Written problem | Write out the entries below without any changes, beginning at the line that contains "Each instance receives one keypoint. Mark the fingers" and ending with the final line of the entries.
··· Material for this exercise ···
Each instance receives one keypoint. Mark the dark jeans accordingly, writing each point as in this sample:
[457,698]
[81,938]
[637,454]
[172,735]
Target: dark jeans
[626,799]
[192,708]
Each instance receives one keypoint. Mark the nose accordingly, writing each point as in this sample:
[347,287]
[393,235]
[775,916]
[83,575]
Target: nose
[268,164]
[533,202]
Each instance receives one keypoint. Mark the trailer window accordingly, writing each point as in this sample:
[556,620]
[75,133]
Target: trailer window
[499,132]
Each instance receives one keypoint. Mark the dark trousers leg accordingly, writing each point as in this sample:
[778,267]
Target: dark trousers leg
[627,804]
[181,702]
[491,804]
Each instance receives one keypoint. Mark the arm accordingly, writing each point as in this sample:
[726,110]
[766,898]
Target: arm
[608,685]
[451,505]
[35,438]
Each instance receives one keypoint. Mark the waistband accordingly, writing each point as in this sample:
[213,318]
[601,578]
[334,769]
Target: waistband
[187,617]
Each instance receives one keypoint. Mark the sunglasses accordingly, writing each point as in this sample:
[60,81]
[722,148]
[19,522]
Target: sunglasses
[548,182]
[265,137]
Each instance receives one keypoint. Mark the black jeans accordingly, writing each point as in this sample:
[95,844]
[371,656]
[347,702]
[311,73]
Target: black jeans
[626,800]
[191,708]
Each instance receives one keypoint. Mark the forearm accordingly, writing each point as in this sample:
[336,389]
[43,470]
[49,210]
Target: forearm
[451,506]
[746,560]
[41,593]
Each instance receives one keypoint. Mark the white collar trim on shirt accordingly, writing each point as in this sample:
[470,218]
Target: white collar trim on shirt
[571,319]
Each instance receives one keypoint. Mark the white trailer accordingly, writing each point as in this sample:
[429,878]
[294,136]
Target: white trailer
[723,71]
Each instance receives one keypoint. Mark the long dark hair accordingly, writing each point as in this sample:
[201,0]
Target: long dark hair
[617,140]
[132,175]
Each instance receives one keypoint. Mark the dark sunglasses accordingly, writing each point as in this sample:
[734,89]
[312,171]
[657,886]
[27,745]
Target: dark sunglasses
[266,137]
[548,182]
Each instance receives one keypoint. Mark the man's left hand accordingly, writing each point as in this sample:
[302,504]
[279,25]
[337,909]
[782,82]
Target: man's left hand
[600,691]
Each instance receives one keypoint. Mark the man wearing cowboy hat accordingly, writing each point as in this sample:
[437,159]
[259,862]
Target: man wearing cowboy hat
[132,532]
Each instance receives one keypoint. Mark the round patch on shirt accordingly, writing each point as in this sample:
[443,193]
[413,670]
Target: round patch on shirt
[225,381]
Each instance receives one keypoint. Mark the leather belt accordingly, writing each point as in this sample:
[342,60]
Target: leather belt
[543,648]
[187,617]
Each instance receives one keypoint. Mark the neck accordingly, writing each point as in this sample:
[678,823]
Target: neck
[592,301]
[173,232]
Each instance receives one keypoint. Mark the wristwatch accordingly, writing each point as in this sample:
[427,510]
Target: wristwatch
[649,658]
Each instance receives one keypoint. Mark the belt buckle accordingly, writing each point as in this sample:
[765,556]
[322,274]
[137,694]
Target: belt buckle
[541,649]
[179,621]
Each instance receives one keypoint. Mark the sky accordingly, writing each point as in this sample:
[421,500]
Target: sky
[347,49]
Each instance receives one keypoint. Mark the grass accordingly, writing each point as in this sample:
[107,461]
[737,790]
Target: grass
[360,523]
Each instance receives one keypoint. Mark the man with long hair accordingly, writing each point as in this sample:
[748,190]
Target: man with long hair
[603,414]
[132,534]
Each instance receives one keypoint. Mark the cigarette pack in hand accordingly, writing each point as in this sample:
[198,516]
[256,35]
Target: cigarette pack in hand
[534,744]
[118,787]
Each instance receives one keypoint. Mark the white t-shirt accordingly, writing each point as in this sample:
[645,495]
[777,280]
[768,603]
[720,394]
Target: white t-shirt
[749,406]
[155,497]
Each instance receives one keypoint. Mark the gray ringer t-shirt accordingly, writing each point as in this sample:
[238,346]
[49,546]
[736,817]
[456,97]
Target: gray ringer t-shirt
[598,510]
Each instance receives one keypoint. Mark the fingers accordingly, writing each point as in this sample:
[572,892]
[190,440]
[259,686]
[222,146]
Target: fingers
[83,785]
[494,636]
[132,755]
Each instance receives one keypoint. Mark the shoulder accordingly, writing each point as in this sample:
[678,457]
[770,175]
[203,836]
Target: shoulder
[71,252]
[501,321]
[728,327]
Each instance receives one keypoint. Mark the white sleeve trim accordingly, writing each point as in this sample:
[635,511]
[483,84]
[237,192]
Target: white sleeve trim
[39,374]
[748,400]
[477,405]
···
Solution to the problem |
Each instance receives one keypoint. Mark the fingers accordingly, writing each point as in this sample:
[572,892]
[190,440]
[259,686]
[222,146]
Target: fingers
[83,785]
[494,636]
[132,755]
Each instance receives one keypoint. Mark the shoulder accordingly, writing each point as in this sample:
[678,457]
[770,175]
[203,836]
Target: shoulder
[71,252]
[501,321]
[728,327]
Each instance receives one keypoint. Mark the white sleeve trim accordingly, writing each point as in this sample:
[635,511]
[483,84]
[237,192]
Target: white sleeve trim
[39,374]
[748,400]
[477,405]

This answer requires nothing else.